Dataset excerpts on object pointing
--------------------------------

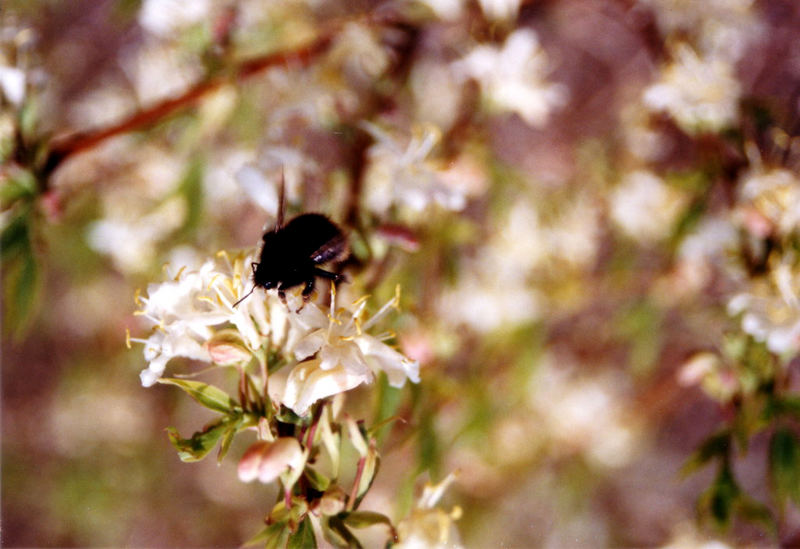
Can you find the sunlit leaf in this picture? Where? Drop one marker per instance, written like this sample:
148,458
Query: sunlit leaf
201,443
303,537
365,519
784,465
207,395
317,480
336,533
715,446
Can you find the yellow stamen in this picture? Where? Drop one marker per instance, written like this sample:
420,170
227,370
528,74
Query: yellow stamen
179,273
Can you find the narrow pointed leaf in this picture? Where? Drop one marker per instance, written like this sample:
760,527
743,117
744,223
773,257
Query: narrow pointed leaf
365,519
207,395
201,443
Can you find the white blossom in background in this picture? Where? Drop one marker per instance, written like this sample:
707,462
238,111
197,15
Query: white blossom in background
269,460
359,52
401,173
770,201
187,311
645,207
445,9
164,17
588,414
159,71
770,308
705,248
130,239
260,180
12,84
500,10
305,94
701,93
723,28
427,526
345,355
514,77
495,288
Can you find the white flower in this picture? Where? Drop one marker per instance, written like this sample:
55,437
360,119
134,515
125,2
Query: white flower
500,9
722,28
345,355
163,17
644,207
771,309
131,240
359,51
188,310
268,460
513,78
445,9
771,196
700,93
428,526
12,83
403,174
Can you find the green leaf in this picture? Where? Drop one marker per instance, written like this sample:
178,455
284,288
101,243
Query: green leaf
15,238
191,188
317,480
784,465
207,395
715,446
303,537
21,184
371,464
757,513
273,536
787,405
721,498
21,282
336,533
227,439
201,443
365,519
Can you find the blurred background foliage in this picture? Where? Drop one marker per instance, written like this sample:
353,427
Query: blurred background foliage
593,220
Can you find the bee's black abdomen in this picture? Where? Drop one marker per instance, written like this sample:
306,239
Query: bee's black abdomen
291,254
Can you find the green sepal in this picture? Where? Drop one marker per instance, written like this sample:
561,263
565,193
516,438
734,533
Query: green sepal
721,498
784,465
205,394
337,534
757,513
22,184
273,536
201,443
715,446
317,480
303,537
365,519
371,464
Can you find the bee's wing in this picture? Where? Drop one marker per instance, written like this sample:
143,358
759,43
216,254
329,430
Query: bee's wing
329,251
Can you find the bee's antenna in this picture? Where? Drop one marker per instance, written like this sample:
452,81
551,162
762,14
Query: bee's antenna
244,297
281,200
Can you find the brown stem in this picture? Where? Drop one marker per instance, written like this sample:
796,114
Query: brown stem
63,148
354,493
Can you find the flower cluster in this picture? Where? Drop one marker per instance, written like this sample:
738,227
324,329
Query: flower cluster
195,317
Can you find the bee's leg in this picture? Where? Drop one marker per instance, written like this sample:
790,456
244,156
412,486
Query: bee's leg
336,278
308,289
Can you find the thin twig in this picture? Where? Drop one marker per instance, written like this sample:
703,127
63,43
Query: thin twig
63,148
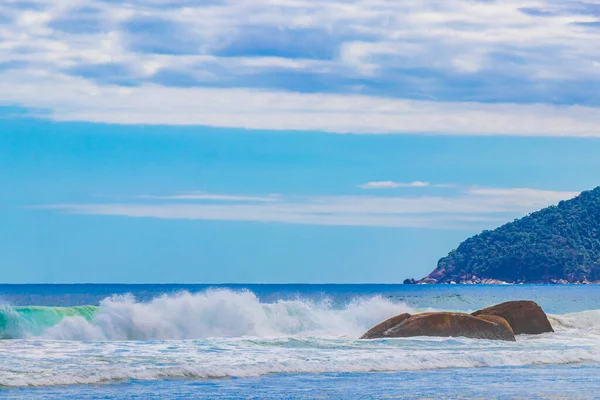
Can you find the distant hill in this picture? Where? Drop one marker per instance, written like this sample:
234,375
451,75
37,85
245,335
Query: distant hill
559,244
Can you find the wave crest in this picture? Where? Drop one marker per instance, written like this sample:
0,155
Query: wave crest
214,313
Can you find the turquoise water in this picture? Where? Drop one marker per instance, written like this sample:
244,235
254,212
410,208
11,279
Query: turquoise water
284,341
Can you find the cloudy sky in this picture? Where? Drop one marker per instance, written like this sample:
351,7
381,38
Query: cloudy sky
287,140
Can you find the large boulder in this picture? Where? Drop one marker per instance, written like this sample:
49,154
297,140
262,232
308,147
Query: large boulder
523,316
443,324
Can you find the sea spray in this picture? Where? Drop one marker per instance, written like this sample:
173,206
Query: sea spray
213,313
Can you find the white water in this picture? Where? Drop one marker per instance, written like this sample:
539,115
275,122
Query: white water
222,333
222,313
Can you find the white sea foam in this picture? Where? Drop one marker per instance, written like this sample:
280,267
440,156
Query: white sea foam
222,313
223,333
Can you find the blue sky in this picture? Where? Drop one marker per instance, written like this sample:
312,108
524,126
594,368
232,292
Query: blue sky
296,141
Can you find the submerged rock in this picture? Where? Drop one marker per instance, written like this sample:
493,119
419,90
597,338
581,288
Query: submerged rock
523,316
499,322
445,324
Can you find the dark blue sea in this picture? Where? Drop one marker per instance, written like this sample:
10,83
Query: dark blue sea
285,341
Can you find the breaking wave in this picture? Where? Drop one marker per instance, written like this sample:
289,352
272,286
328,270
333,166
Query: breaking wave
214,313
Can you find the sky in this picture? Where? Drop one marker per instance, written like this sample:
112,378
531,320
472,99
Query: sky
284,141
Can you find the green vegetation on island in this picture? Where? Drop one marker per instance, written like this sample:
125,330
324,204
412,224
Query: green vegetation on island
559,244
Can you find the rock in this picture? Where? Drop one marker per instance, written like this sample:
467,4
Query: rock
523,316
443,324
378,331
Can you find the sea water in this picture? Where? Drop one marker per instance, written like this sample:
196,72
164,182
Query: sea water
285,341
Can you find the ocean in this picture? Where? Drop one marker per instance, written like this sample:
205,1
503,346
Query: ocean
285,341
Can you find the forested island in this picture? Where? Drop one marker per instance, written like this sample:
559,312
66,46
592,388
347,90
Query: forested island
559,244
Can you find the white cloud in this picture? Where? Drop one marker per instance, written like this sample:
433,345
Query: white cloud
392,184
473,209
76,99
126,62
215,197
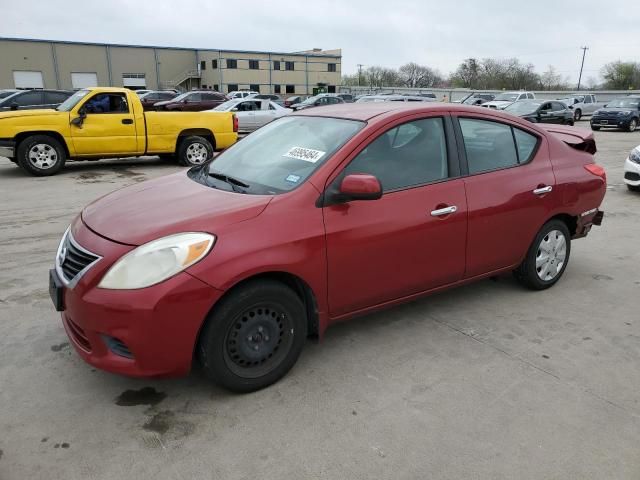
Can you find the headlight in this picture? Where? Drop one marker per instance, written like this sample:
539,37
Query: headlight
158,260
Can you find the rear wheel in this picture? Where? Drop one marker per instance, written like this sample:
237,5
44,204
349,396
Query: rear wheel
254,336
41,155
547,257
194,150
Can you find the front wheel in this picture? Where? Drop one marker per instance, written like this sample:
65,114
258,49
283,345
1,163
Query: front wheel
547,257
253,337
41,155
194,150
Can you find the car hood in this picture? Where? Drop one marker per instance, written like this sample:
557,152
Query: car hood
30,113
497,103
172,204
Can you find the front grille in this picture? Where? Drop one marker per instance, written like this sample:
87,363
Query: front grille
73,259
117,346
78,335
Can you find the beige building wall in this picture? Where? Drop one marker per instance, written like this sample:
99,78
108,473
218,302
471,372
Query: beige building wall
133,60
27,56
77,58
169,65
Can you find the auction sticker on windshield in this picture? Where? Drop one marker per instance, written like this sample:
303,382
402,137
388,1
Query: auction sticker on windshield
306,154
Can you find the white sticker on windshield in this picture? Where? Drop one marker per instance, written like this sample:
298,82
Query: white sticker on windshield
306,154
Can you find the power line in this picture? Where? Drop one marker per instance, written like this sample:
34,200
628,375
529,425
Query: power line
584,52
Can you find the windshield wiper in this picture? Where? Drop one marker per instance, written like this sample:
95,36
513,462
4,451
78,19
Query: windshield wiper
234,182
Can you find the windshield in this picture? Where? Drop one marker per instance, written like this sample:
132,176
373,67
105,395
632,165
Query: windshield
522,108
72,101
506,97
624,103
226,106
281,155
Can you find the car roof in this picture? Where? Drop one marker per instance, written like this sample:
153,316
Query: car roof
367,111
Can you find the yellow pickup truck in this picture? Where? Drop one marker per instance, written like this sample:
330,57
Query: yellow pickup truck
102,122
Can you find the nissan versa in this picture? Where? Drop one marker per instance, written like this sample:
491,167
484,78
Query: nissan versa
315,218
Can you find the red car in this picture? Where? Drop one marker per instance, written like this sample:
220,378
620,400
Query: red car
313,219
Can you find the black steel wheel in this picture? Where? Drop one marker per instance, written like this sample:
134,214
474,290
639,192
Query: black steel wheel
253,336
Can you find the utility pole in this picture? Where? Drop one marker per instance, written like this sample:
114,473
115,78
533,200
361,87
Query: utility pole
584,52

--------------------------------

__The request__:
Every line is to be duplicated exactly, though pictures stay out.

__Result below__:
Can you find the sunlit leaf in this picture? Where? Drop one marker per instance, written like this sample:
148,458
Query: sunlit leaf
201,443
303,537
365,519
784,465
207,395
317,480
336,533
715,446
Can you find the yellow stamen in this picture? Where? Drop one marker per instance, written like this sample:
420,170
227,370
528,74
Query: yellow stamen
179,273
Can you find the narrow pointed leaf in this picture? Where? Drop one marker per instance, written like this sample:
760,527
743,117
744,223
773,257
Query: narrow pointed leaf
365,519
207,395
201,443
Can you find the white blossom in background in this picture? Where? Drop one marker per instance, written like this sample:
707,462
238,111
197,15
Query: white blossom in background
269,460
359,52
401,173
770,201
187,311
645,207
445,9
164,17
588,414
159,71
770,308
705,248
130,239
260,180
12,84
500,10
305,94
701,93
723,28
427,526
345,355
514,77
495,288
Can you find the white flower in this picture? Where? Drop one marker per instance, written like this sample:
55,437
360,119
134,515
125,2
Query: white flower
500,9
722,28
345,355
163,17
644,207
771,309
131,240
359,51
188,310
268,460
513,78
445,9
771,196
700,93
428,526
12,83
403,174
Can you find the green leaf in this picture? Where? Drop one marker per instance, written like this sample:
178,455
284,288
101,243
Query: green leaf
15,238
191,188
317,480
784,465
207,395
715,446
303,537
21,184
371,464
757,513
273,536
787,405
721,498
21,282
336,533
227,439
201,443
365,519
Can you find the blurred background foliage in this picture? Where? Drop one marker per instance, written like this sample:
353,427
Query: blurred background foliage
593,220
Can you find the bee's black abdomen in this picture? Where? Drop one marker per instance, written like this sample:
306,239
Query: bee's black abdomen
291,254
Can you find the green sepal in this picture? Where? Drop one marker per instance, written like this sample:
561,263
565,193
516,438
734,533
Query: green sepal
721,498
784,465
205,394
337,534
757,513
22,184
273,536
201,443
715,446
317,480
303,537
365,519
371,464
Can you find the bee's wing in this picture? Where? Drop one marker per instance, written like this sample:
143,358
759,43
216,254
329,430
Query: bee's wing
329,251
Can you find the bee's antenna in this picture? Where? Drop one marker per instance, written like this sample:
452,81
551,162
762,14
Query: bee's antenna
244,297
281,200
Can you find the brown stem in this picture? Where? Drop one marker per instance, written like this sample:
796,114
Query: brown stem
63,148
354,493
Can you find the flower cluster in this picture? Where? Drop one marker per instance, written like this sample:
738,227
324,329
Query: flower cluster
195,317
Can you find the bee's leg in this picture? Where? Drop one marker per instance, written like this sample:
790,456
244,156
412,486
Query: bee's leg
336,278
308,289
Can you find the thin twig in this picture? Where? Drop one marker per instance, written like this sample:
703,127
63,43
Query: thin twig
63,148
Can you find the distant hill in this picture? Where? Drop one marker per instance, written like this sample:
234,375
451,75
37,85
245,335
Query: distant hill
559,244
Can you find the wave crest in this picture? Where? Drop one marker per instance, written like this sample:
0,155
Query: wave crest
214,313
Can you find the turquoise water in this picture? Where? Drop one marker per instance, written like this sample:
244,235
254,212
410,208
11,279
Query: turquoise water
284,341
Can you find the cloudy sky in this picture? Where? Drop one marker per instance, written like this sample:
351,7
381,38
Query: cloudy sky
287,140
Can you find the large boulder in this picture? Where? Drop one marker per instance, written like this sample:
49,154
297,140
262,232
308,147
Query: large boulder
523,316
443,324
Can you find the sea spray in this picture? Where? Drop one marker per instance, written like this sample:
173,206
Query: sea spray
213,313
Can you find the white water in this picture? Where? Drop one marker per instance, written like this sample:
539,115
275,122
Query: white water
222,333
222,313
Can you find the white sea foam in this picture? Where? Drop one marker per instance, written like this sample:
280,267
440,156
Query: white sea foam
222,313
223,333
Can you find the blue sky in this picture? Where? Drop one marker per instance, written like this sample:
312,108
524,126
594,368
232,292
Query: blue sky
296,141
Can you find the submerged rock in this picture? Where? Drop one marker per instance, written like this sample:
493,119
419,90
597,338
581,288
Query: submerged rock
523,316
499,322
445,324
Can you find the dark blue sea in this picture? Where? Drop one marker per instance, written like this sample:
10,83
Query: dark blue sea
285,341
Can you find the breaking wave in this picture? Where? Drop one marker per instance, written like this sample:
289,352
272,286
328,270
333,166
Query: breaking wave
214,313
Can you find the sky in this picture? Where? Drop one marker per instance, written like this sample:
112,378
531,320
472,99
Query: sky
284,141
Can you find the green vegetation on island in this picture? Where? Drop one marker per instance, written like this sample:
125,330
324,204
412,224
Query: green vegetation on island
559,244
Can you find the rock in this picture? Where? Drop one marker per instance, written like this sample:
467,4
Query: rock
523,316
443,324
378,331
Can you find the sea water in this picture? Where? Drop one marker per instance, written like this sample:
196,72
164,182
Query: sea water
285,341
Can you find the ocean in this picture? Where? Drop one marker per instance, written like this sample:
205,1
503,346
Query: ocean
285,341
Can you find the forested island in this picture? Where? Drop one marker per instance, written like this sample:
559,312
66,46
592,388
347,90
Query: forested island
559,244
Can you find the white cloud in this picture? Where? Drop one marker per instance, written like this sample:
433,345
Query: white cloud
392,184
473,209
76,99
126,62
215,197
Can you find the headlight in this picture? Where? Drop one marker per instance, written like this sample:
539,37
Query: headlight
158,260
Can you find the rear wheel in this picture? Where? Drop one marker per instance, written like this sample:
237,5
44,204
349,396
Query: rear wheel
254,336
41,155
547,257
194,150
Can you find the front wheel in this picture? Where? Drop one marker per instance, written like this sample:
65,114
258,49
283,345
1,163
Query: front wheel
547,257
253,337
41,155
194,150
Can you find the car hood in this picture? Where? Drop one marker per instance, written like this sample:
557,152
Query: car hood
30,113
497,103
172,204
Can you find the front grille in this picture? Where? Drop one marker per instance, written like this sample:
87,363
Query: front grille
73,259
117,346
78,335
Can you find the beige building wall in this picture? Where? Drop one marker per instance, written like this sample:
99,78
108,473
218,302
471,372
Query: beige building wall
133,60
27,56
77,58
169,65
Can you find the auction sticker on windshield in this picture? Where? Drop one marker per instance, written like this sample:
303,382
402,137
388,1
Query: auction sticker on windshield
306,154
Can you find the white sticker on windshield in this picture? Where? Drop one marker per instance, written like this sample:
298,82
Query: white sticker on windshield
306,154
Can you find the power line in this picture? Where? Drop one marker per instance, written like this sample:
34,200
628,375
529,425
Query: power line
584,52
Can you find the windshield wiper in this picture? Where? Drop one marker per instance, written like this sample:
95,36
513,462
4,451
78,19
Query: windshield wiper
234,182
Can you find the windshield in this picture? Where? Drop one marker per instance, written like this sample:
132,176
373,67
105,395
632,165
Query: windshield
522,108
72,101
506,97
624,103
226,106
281,155
Can you find the car roof in this picture? Where? Drop one marker per instance, written like this sample:
153,316
Query: car roof
367,111
Can you find the yellow pickup truck in this picture? Where? Drop one marker per instance, written like this sample:
330,57
Query: yellow pickup truck
102,122
Can you find the nissan versa in this picture? Where? Drop one marker per instance, written like this sample:
491,167
484,78
Query: nissan versa
315,218
Can you find the red car in this picture? Where? Drop one marker per instance, written like this sample:
220,378
620,400
Query: red car
313,219
Can you find the black steel wheel in this picture? Where? Drop one marker per instance, written like this sample:
134,214
474,290
639,192
Query: black steel wheel
253,336
Can you find the utility pole in this picture? Where? Drop one marker per instance, written like this sample:
114,473
115,78
533,200
361,87
Query: utility pole
584,52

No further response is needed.